There is a wonderful description of our life today in relation to the cellphone.
We get an overview of History both of people and the natural world which is fascinating. John tells Susan that the Pyramids are tombs for dead Egyptian Kings where they were placed after death. This was great for the King but not so good for the slaves who had to join their Master alive!
The style is erudite, informative and fascinating and it illustrates the progress of the human race’s industrial and electronic development but what we need to remember today is that we are interdependent on each other for our survival. We need all types of people with varied skills. This is illustrated well in this novel.
The book is not just for readers interested in futuristic writing but also for the general reader as it explains the incredible inventions and progress achieved over the centuries. It certainly inspired me to research various topics including The Lost City of Atlantis and Nuclear Power.
Roland Hughes is an IT expert, which lends this fiction credibility.
George Orwell’s novel ‘1984’ is referenced. I believe that Roland Hughes’ novel should be considered as important as ‘1984’ and Aldous Huxley’s ‘Brave New World’. Highly recommended as a thought provoking and fascinating read.
John Smith is the last known survivor of the Microsoft Wars, which are not directly related to the Microsoft company we all know today. This book really makes you think about the future, but also makes you re-examine what we know of the past, for example, is Atlantis really a myth, or is it simply spoken history that has been distorted by time.
The story begins with a young reporter interviewing a man who lives in the bunker, which allowed him to survive the Microsoft Wars. One of the first things said to this young woman is that she has no frame of reference to ask any questions of the Microsoft Wars. This leads into a discussion of many things including nuclear power and subsequently, warfare. Religion is explained to Susan Krowley, the reporter, as well as many other things that no longer exist. She experiences a computer and telescope, first hand and becomes intrigued at the International Space Station.

**Exercise description:** Continue the book review of the Microsoft Wars novel, starting after its final sentence.

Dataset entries
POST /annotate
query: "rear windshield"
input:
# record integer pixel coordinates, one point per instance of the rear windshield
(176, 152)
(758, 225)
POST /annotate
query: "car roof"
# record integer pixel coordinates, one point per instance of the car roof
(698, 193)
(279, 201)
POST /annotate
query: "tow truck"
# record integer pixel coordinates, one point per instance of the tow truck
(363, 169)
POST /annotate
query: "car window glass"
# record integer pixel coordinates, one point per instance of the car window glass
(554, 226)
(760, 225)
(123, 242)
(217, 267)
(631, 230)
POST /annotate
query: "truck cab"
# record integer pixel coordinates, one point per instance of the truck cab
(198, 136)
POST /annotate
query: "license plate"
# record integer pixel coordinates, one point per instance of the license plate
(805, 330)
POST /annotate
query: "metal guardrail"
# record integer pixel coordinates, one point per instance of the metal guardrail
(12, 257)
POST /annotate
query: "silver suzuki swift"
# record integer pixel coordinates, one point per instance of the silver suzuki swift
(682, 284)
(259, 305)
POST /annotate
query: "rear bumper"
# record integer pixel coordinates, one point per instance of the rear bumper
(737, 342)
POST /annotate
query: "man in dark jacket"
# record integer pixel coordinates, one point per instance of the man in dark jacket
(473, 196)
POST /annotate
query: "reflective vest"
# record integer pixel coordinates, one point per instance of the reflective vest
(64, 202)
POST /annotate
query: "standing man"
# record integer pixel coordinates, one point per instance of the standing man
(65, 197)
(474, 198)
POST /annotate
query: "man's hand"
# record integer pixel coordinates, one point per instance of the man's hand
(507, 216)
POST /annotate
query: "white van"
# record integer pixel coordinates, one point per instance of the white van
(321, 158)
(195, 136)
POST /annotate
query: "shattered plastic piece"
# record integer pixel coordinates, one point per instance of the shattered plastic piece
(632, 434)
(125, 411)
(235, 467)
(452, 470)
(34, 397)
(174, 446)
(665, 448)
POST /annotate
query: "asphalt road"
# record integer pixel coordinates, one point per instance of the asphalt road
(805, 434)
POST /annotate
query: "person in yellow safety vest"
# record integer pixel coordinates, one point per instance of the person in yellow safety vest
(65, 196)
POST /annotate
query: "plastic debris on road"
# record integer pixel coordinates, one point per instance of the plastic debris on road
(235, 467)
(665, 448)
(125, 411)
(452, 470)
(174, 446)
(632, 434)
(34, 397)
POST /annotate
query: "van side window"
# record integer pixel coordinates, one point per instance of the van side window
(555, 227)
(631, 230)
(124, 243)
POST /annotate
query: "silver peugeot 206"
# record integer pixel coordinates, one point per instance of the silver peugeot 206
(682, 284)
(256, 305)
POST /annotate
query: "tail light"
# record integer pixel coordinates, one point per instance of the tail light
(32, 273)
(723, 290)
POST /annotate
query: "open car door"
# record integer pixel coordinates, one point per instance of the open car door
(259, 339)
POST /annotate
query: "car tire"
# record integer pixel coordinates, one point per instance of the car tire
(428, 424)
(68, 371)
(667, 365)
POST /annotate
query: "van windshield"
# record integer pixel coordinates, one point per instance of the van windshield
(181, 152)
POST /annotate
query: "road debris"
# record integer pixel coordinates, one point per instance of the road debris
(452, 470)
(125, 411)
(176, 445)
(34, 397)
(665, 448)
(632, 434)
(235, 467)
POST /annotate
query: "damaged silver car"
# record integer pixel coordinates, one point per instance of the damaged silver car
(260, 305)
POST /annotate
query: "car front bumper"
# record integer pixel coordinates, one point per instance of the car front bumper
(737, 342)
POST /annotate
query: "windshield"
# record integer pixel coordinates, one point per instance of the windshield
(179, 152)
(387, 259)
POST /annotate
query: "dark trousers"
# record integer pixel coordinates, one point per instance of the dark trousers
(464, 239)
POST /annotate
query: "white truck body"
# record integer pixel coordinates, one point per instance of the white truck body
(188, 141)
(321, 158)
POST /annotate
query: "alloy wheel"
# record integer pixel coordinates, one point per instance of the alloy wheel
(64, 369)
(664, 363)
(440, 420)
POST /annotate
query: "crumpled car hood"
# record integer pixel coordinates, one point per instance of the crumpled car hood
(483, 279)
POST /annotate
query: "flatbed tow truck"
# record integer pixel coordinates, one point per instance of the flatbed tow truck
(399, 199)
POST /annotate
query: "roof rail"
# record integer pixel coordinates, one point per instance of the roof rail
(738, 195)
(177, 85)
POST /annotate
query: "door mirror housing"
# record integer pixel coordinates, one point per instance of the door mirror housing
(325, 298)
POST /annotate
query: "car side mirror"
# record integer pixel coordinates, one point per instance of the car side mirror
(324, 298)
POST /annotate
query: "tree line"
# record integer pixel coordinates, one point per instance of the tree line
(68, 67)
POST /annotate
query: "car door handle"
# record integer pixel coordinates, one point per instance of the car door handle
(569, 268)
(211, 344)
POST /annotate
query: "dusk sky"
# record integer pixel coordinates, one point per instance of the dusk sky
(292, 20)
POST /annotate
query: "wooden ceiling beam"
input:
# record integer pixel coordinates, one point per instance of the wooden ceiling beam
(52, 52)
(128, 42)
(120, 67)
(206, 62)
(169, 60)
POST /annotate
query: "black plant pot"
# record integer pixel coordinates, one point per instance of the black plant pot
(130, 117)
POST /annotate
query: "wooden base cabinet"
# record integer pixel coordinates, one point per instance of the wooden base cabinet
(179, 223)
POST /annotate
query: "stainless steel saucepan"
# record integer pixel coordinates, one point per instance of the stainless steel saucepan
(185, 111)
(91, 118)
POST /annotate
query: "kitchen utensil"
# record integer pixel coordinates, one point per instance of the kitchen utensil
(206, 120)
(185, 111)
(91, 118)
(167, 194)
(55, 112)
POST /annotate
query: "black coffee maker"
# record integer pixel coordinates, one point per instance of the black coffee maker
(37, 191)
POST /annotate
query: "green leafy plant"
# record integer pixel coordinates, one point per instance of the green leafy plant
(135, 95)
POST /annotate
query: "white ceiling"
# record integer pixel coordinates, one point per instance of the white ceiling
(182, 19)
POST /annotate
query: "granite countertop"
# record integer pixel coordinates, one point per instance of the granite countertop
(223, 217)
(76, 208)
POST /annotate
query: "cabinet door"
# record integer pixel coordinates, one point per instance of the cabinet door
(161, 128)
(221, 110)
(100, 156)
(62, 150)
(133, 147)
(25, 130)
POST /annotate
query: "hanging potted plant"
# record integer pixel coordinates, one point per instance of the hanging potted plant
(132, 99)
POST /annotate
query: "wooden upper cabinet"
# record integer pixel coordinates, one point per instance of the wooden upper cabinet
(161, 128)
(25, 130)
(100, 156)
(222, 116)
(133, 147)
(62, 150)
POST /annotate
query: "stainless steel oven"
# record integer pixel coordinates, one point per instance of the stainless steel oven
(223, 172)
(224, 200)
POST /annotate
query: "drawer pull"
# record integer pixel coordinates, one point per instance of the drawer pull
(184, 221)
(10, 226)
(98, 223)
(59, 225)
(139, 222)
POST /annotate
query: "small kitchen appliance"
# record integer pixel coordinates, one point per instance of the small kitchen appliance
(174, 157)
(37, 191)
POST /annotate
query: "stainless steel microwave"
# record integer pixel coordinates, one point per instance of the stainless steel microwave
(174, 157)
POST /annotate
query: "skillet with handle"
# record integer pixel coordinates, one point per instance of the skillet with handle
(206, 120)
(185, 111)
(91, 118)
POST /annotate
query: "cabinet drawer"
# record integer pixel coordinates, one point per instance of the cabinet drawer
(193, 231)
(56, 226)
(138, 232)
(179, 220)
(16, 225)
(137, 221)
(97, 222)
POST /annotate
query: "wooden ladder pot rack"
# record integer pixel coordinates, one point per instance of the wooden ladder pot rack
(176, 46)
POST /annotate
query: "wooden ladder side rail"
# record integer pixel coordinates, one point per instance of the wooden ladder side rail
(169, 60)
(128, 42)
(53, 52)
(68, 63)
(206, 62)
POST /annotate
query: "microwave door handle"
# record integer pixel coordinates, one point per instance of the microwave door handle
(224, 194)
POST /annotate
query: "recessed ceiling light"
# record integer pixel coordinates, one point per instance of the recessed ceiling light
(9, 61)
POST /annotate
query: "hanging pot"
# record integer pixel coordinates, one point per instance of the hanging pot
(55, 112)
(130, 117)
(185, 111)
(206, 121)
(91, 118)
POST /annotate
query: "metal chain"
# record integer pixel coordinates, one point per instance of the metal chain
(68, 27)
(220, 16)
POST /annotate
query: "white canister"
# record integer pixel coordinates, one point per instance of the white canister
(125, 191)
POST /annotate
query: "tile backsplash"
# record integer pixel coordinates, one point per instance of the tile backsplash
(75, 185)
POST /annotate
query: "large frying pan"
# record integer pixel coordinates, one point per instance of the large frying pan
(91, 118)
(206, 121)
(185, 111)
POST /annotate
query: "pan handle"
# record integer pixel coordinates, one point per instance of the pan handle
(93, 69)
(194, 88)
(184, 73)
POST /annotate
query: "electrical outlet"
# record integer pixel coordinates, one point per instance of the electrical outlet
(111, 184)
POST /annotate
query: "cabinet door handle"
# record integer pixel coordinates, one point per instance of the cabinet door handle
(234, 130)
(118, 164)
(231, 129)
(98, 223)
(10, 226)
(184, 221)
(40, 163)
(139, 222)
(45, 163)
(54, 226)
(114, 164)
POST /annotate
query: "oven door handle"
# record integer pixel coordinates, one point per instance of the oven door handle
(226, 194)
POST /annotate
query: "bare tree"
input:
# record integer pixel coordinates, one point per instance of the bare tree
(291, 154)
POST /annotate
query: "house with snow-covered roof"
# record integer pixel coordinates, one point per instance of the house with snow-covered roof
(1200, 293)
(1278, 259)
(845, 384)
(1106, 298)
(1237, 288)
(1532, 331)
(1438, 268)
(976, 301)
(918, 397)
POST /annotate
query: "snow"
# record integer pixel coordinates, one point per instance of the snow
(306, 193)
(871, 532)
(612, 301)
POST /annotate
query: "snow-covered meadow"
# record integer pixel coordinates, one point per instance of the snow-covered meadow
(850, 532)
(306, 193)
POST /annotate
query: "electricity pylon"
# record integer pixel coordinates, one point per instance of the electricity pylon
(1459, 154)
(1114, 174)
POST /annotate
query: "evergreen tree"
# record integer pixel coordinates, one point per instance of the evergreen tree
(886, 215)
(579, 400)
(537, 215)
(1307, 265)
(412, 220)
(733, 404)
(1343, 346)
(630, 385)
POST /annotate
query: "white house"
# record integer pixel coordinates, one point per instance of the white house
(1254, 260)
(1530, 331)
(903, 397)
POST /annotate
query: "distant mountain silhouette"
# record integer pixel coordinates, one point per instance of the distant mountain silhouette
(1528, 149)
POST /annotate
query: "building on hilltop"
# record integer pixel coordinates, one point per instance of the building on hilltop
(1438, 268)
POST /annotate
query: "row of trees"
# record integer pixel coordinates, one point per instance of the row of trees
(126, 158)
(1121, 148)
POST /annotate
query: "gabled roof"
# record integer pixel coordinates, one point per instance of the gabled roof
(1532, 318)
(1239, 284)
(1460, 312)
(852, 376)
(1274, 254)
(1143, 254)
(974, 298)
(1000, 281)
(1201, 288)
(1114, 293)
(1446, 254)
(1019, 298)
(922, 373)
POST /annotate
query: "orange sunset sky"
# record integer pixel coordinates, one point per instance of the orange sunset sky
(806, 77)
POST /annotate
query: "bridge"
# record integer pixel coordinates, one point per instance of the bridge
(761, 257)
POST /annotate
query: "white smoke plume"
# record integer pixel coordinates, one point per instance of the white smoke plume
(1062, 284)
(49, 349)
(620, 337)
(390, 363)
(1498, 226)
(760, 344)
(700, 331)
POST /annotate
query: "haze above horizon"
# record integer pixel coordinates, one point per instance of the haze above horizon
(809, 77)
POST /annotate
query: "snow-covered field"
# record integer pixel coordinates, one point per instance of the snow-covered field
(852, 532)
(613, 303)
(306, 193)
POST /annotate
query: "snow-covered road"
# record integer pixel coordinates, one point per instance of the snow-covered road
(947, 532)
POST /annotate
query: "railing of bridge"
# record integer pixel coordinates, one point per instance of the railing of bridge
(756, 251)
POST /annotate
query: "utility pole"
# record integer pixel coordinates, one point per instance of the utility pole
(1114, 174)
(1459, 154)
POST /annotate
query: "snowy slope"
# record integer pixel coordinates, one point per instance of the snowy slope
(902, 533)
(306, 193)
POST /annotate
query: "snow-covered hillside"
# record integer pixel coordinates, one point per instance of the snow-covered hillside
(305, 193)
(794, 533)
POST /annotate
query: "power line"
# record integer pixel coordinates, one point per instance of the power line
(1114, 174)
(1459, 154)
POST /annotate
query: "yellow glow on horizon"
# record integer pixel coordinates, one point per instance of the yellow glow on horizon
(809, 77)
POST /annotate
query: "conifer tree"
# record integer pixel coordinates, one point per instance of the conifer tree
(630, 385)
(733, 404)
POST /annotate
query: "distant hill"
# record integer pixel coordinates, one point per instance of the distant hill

**Answer below:**
Roland Hughes spins a very diverse tale, which makes you think about the world around you in a new way. You will find yourself questioning just how many times humans have began what he calls a cycle. Our history shows proof of things like aqueducts in history, and then they vanished only to be re- invented decades later. Hughes suggests that this is more common than we realize, the point is driven home by many small things that we no longer know who created. Hughes points out many times how history is lost through the character of John Smith. Smith has spent most of his life in a bunker surrounded by knowledge, which is practically useless. The technology to read many of the devices is gone and the books are slowly being destroyed by time. Other factors can destroy said books much faster, such as a fire. Stone is portrayed as the best way to retain knowledge, but even then, it can be rendered useless as it has been in the Pyramids in Egypt due to the languages used being erased from the Earth.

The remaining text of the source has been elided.